WORK REQUIRED: Edit the records below by replacing "Box coordinates" with "Bounding box" throughout, leaving everything else the same.

Source data:
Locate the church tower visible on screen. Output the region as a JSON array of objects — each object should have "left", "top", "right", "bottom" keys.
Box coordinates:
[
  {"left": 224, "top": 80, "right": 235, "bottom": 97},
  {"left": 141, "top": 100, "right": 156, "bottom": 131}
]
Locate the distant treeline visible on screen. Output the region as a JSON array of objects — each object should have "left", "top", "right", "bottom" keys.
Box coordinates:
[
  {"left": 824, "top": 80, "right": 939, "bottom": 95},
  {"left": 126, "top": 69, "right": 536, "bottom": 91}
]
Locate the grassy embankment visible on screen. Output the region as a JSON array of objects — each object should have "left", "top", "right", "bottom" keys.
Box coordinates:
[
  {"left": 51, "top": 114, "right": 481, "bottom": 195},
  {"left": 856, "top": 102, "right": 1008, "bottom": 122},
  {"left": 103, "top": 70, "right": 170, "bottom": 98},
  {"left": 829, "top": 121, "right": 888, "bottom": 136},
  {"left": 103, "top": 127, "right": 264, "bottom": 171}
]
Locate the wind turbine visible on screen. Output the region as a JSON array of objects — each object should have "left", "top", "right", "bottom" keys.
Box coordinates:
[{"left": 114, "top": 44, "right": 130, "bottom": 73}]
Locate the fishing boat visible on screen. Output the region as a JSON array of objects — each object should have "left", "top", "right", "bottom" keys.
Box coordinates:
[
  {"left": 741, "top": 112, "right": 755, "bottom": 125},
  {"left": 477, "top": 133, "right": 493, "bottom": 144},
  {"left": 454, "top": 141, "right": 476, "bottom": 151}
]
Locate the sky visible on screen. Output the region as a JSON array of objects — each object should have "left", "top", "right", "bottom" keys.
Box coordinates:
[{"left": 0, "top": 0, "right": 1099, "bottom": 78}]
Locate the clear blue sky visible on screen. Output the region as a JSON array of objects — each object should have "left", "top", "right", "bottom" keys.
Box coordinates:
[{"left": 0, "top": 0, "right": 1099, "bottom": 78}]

RESULT:
Locate the church tower visible on screen. Output the region as a JSON array of objects — each object should have "left", "top", "right", "bottom" keys.
Bounding box:
[
  {"left": 224, "top": 80, "right": 235, "bottom": 97},
  {"left": 141, "top": 100, "right": 156, "bottom": 131}
]
Locate the distant treeline visible on screen. Output the region as a JSON array of objects — each object should have "left", "top", "right", "bottom" keys.
Bounding box:
[
  {"left": 824, "top": 80, "right": 939, "bottom": 95},
  {"left": 126, "top": 69, "right": 536, "bottom": 91}
]
Locate the grassy embankment visible on screen. Output the region as a JSON array of objects — each object should have "left", "top", "right", "bottom" keys.
Bounding box:
[
  {"left": 51, "top": 114, "right": 481, "bottom": 195},
  {"left": 856, "top": 102, "right": 1008, "bottom": 122},
  {"left": 103, "top": 70, "right": 170, "bottom": 98},
  {"left": 829, "top": 121, "right": 888, "bottom": 136},
  {"left": 103, "top": 127, "right": 264, "bottom": 171}
]
Locate the wind turbine visible on screen. Output the region as a JSON array of objects — each object should have "left", "top", "right", "bottom" keys.
Bounding box:
[{"left": 114, "top": 44, "right": 130, "bottom": 73}]
Locate the fishing boat visible on screen. Output the region as a JSON array of objects — each object should have "left", "top", "right", "bottom" keys.
Bounding box:
[
  {"left": 741, "top": 112, "right": 755, "bottom": 125},
  {"left": 477, "top": 133, "right": 493, "bottom": 144},
  {"left": 454, "top": 141, "right": 476, "bottom": 151}
]
Locate the sky visible on screen. Output the region as a JSON array of objects — each object should have "left", "top", "right", "bottom" keys.
Bounding box:
[{"left": 0, "top": 0, "right": 1099, "bottom": 78}]
Locate the clear blue sky visible on screen. Output the region as a JSON array of objects — each object should have "left", "top", "right", "bottom" keys.
Bounding box:
[{"left": 0, "top": 0, "right": 1099, "bottom": 78}]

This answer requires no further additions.